## begin

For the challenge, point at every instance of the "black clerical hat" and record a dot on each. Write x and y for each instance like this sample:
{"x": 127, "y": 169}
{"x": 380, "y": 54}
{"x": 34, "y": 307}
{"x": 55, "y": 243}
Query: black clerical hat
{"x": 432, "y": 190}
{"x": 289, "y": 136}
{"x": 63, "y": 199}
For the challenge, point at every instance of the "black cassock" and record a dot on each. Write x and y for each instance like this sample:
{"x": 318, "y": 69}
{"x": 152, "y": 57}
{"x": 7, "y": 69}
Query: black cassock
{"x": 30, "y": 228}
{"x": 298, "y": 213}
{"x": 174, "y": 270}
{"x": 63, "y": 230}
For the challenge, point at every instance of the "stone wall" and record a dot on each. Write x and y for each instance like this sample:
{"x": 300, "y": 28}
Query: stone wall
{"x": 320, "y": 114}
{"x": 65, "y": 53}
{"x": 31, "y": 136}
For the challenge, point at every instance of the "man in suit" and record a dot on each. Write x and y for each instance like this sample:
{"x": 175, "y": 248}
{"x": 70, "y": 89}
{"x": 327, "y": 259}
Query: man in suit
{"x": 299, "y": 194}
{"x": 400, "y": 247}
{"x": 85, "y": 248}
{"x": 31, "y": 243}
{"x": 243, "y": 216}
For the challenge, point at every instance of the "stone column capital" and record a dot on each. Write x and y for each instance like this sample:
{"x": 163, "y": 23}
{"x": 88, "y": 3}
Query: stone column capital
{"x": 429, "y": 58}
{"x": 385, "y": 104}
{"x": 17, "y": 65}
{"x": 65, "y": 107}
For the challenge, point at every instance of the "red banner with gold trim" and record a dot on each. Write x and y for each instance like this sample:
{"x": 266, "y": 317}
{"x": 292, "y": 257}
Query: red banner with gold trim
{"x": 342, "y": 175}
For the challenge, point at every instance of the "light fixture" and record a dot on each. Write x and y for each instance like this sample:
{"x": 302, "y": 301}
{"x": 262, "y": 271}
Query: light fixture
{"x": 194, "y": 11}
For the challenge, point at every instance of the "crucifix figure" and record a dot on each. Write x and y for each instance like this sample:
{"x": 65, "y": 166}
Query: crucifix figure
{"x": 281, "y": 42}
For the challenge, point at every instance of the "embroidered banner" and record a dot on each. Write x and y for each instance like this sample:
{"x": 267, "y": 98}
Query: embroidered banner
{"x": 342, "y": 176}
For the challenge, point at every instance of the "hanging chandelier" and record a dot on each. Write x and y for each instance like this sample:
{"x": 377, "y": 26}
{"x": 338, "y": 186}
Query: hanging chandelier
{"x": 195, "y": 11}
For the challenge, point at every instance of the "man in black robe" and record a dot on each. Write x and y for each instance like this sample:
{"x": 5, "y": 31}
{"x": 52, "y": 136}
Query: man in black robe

## end

● EXERCISE TASK: Identify every line of the material that contains the string "column", and copy each of those lines. Case counts.

● COMPLETE ANSWER:
For the challenge, point at every instance of the "stone column capital" and record a dot on each. Write x and y for each instance like this sample:
Query: stone column capital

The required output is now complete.